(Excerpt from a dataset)
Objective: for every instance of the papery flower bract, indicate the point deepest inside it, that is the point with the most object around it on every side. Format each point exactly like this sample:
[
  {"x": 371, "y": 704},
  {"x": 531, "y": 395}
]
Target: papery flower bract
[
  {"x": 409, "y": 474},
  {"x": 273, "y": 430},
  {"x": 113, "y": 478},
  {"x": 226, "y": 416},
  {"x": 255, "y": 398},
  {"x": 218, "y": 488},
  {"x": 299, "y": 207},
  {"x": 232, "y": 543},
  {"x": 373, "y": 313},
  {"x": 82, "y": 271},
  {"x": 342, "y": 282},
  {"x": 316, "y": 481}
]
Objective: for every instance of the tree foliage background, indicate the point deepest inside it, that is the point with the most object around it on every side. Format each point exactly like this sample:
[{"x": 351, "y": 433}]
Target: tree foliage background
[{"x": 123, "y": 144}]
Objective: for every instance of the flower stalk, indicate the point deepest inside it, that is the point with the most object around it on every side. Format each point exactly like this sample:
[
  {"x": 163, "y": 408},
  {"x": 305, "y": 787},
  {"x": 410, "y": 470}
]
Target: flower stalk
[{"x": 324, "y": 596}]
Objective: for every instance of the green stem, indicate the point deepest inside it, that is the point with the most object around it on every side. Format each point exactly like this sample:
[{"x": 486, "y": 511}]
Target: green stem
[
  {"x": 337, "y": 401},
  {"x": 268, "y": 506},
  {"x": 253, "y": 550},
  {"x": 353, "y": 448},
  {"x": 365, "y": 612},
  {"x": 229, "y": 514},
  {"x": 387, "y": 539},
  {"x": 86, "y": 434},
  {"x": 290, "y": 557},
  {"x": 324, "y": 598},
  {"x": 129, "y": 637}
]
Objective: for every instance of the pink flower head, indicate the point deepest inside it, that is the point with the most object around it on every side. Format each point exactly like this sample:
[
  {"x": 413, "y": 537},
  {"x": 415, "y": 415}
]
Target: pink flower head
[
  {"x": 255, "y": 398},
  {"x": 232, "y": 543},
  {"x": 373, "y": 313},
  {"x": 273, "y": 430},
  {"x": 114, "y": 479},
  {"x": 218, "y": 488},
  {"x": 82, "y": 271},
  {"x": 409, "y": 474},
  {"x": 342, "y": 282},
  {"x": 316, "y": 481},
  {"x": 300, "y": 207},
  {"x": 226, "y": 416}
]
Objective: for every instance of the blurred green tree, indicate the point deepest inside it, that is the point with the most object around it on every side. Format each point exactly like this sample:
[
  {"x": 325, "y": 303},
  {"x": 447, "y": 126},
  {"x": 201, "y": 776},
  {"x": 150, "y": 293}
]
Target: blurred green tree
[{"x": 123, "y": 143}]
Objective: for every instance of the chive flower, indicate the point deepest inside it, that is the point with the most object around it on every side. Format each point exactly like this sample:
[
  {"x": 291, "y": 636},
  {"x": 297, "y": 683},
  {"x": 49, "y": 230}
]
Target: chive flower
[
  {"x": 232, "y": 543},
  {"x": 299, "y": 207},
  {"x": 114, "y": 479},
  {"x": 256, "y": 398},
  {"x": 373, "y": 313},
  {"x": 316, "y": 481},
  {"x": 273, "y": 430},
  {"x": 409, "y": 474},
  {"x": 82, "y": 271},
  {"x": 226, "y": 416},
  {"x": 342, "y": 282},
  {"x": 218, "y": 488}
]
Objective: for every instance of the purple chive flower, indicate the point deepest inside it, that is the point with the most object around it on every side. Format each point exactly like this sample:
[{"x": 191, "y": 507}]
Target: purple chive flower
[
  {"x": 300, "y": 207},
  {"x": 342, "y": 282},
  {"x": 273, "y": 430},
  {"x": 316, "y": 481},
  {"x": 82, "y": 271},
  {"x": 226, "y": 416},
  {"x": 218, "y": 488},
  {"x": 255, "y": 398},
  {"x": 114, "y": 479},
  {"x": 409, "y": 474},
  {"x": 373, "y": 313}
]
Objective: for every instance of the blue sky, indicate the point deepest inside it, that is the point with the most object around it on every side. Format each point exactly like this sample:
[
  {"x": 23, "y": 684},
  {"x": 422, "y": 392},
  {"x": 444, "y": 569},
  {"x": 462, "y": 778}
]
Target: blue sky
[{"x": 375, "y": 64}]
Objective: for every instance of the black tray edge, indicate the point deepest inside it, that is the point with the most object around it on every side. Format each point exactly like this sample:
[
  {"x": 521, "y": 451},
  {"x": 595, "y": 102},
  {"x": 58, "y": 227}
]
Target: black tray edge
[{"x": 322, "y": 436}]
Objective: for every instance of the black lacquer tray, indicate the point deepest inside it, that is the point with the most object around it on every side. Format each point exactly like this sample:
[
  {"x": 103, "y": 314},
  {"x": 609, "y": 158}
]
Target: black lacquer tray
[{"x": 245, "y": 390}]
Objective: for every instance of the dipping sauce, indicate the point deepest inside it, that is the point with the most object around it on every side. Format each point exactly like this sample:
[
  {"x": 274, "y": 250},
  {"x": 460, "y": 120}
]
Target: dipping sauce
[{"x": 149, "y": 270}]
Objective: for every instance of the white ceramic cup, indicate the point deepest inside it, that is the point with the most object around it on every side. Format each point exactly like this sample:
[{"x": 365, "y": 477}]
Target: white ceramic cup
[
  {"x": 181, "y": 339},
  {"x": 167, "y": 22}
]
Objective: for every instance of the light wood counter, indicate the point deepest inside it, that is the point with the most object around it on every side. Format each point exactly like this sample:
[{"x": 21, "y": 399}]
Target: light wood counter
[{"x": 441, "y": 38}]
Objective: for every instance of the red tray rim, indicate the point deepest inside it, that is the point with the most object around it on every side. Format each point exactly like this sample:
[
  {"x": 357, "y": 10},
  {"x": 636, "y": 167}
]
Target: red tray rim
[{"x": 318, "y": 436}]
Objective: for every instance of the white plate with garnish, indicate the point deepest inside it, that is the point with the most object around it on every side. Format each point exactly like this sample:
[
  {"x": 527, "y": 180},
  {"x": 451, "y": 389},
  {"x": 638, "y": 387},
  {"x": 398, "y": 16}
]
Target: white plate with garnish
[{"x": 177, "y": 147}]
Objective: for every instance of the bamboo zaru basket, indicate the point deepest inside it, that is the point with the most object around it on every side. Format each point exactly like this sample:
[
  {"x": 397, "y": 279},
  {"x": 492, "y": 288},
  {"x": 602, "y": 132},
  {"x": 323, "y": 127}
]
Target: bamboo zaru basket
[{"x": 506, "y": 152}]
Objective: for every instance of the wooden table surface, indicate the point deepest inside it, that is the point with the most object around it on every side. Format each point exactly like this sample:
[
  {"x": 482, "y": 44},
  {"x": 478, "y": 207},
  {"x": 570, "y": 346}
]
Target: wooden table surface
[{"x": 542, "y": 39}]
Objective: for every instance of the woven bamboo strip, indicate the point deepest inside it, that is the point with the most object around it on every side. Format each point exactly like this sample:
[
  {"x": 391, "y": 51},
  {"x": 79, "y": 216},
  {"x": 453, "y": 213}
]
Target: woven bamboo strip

## Prompt:
Please reproduce all of the items above word for word, line by line.

## Response to this exercise:
Objective: for every instance of the papery flower bract, indicate the point deepest inside it, that is the point with the most object around it on every side. Format each point exactly like this sample:
[
  {"x": 371, "y": 704},
  {"x": 531, "y": 395}
]
Target: papery flower bract
[
  {"x": 409, "y": 474},
  {"x": 273, "y": 430},
  {"x": 113, "y": 478},
  {"x": 226, "y": 416},
  {"x": 255, "y": 398},
  {"x": 218, "y": 488},
  {"x": 299, "y": 207},
  {"x": 232, "y": 543},
  {"x": 373, "y": 313},
  {"x": 82, "y": 271},
  {"x": 342, "y": 282},
  {"x": 316, "y": 481}
]
Objective: for every instance of the tree foliage background, indicate the point deepest inside it, that is the point with the most object around it on every side. Format each point exactly like this sample:
[{"x": 351, "y": 433}]
Target: tree foliage background
[{"x": 123, "y": 144}]
Objective: for every instance of the flower stalk, indicate the point deepest inside it, that is the point with the most object around it on every side. Format each point exactly like this sample:
[
  {"x": 163, "y": 408},
  {"x": 305, "y": 787},
  {"x": 410, "y": 470}
]
Target: flower stalk
[{"x": 324, "y": 596}]
Objective: for every instance of the green stem, indicate the point deepest inside it, that is the point with the most object around it on every side. Format each point exactly like this sample:
[{"x": 486, "y": 511}]
Target: green stem
[
  {"x": 337, "y": 401},
  {"x": 268, "y": 506},
  {"x": 253, "y": 550},
  {"x": 353, "y": 448},
  {"x": 365, "y": 612},
  {"x": 229, "y": 514},
  {"x": 387, "y": 539},
  {"x": 86, "y": 434},
  {"x": 290, "y": 557},
  {"x": 324, "y": 598},
  {"x": 129, "y": 637}
]
Objective: for every instance of the pink flower head, indicate the point deepest inside it, that is the point with the most object around it on every side. Format each point exactly like this sample:
[
  {"x": 413, "y": 537},
  {"x": 415, "y": 415}
]
Target: pink flower head
[
  {"x": 255, "y": 398},
  {"x": 232, "y": 543},
  {"x": 373, "y": 313},
  {"x": 273, "y": 430},
  {"x": 114, "y": 479},
  {"x": 218, "y": 488},
  {"x": 82, "y": 271},
  {"x": 409, "y": 474},
  {"x": 342, "y": 282},
  {"x": 316, "y": 481},
  {"x": 300, "y": 207},
  {"x": 226, "y": 416}
]
Objective: for every instance of the blurred green tree, indicate the point deepest inside it, that is the point with the most object around it on every side. Format each point exactly like this sample:
[
  {"x": 325, "y": 303},
  {"x": 447, "y": 126},
  {"x": 201, "y": 776},
  {"x": 150, "y": 293}
]
Target: blurred green tree
[{"x": 123, "y": 143}]
Objective: for every instance of the chive flower, indicate the point deepest inside it, that is the point with the most object around it on every side. Format each point exactly like this sample:
[
  {"x": 291, "y": 636},
  {"x": 297, "y": 683},
  {"x": 49, "y": 230}
]
Target: chive flower
[
  {"x": 232, "y": 543},
  {"x": 299, "y": 207},
  {"x": 114, "y": 479},
  {"x": 256, "y": 398},
  {"x": 373, "y": 313},
  {"x": 316, "y": 481},
  {"x": 273, "y": 430},
  {"x": 409, "y": 474},
  {"x": 82, "y": 271},
  {"x": 226, "y": 416},
  {"x": 342, "y": 282},
  {"x": 218, "y": 488}
]
Objective: for every instance of the purple chive flower, indicate the point deepest inside it, that is the point with the most object around it on every side. Format each point exactly like this sample:
[{"x": 191, "y": 507}]
Target: purple chive flower
[
  {"x": 300, "y": 207},
  {"x": 342, "y": 282},
  {"x": 273, "y": 430},
  {"x": 316, "y": 481},
  {"x": 82, "y": 271},
  {"x": 226, "y": 416},
  {"x": 218, "y": 488},
  {"x": 255, "y": 398},
  {"x": 114, "y": 479},
  {"x": 409, "y": 474},
  {"x": 373, "y": 313}
]
Objective: for every instance of the blue sky, indicate the point deepest inside it, that is the point with the most object around it on every side. Format each point exactly like this sample:
[
  {"x": 23, "y": 684},
  {"x": 422, "y": 392},
  {"x": 444, "y": 569},
  {"x": 462, "y": 778}
]
Target: blue sky
[{"x": 375, "y": 64}]
Objective: for every instance of the black tray edge, indicate the point deepest inside it, that is the point with the most object around it on every side. Format each point exactly like this sample:
[
  {"x": 521, "y": 451},
  {"x": 595, "y": 102},
  {"x": 58, "y": 227}
]
Target: black tray edge
[{"x": 322, "y": 436}]
Objective: for every instance of the black lacquer tray, indicate the point deepest inside it, that is the point with the most object around it on every side. Format each point exactly like this sample:
[
  {"x": 103, "y": 314},
  {"x": 609, "y": 158}
]
Target: black lacquer tray
[{"x": 245, "y": 390}]
Objective: for every instance of the dipping sauce, indicate the point deepest inside it, that is the point with the most object around it on every side. Format each point exactly like this sample:
[
  {"x": 274, "y": 250},
  {"x": 460, "y": 120}
]
Target: dipping sauce
[{"x": 149, "y": 270}]
Objective: for every instance of the white ceramic cup, indicate the point deepest inside it, that is the point with the most object around it on every side. Format each point exactly like this sample:
[{"x": 365, "y": 477}]
Target: white ceramic cup
[
  {"x": 181, "y": 339},
  {"x": 167, "y": 22}
]
Objective: for every instance of the light wood counter, indicate the point deepest inside it, that is the point with the most object around it on every side. Format each point exactly like this sample:
[{"x": 21, "y": 399}]
Target: light wood counter
[{"x": 441, "y": 38}]
Objective: for every instance of the red tray rim, indicate the point deepest inside it, that is the point with the most object around it on every side. Format each point exactly like this sample:
[
  {"x": 357, "y": 10},
  {"x": 636, "y": 167}
]
Target: red tray rim
[{"x": 318, "y": 436}]
Objective: for every instance of the white plate with garnish, indicate the point deepest inside it, that is the point with the most object around it on every side. Format each point exactly like this sample:
[
  {"x": 527, "y": 180},
  {"x": 451, "y": 389},
  {"x": 638, "y": 387},
  {"x": 398, "y": 16}
]
Target: white plate with garnish
[{"x": 177, "y": 147}]
Objective: for every instance of the bamboo zaru basket, indicate the point deepest inside it, that is the point with the most object around it on every side. Format each point exactly like this sample:
[
  {"x": 397, "y": 279},
  {"x": 492, "y": 288},
  {"x": 602, "y": 132},
  {"x": 323, "y": 127}
]
Target: bamboo zaru basket
[{"x": 506, "y": 152}]
Objective: for every instance of the wooden table surface, indicate the point deepest inside it, that is the point with the most object around it on every side. Format each point exactly like this sample:
[
  {"x": 482, "y": 44},
  {"x": 478, "y": 207},
  {"x": 570, "y": 346}
]
Target: wooden table surface
[{"x": 542, "y": 39}]
Objective: for every instance of the woven bamboo strip, indicate the point deepest inside it, that is the point with the most object around it on every side. Format each point exactly like this sample:
[
  {"x": 391, "y": 51},
  {"x": 79, "y": 216},
  {"x": 453, "y": 213}
]
Target: woven bamboo strip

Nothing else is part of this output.